*** Extracted material ***
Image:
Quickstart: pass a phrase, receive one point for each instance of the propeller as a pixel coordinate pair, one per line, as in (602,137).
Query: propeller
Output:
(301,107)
*** End of Extracted material ***
[Assigned task]:
The material above should be returned exactly, in full.

[Written answer]:
Image:
Quickstart: pass a phrase, receive one point for each instance of the propeller as a pixel coordinate pair, one per line, as in (602,137).
Query: propeller
Output:
(301,107)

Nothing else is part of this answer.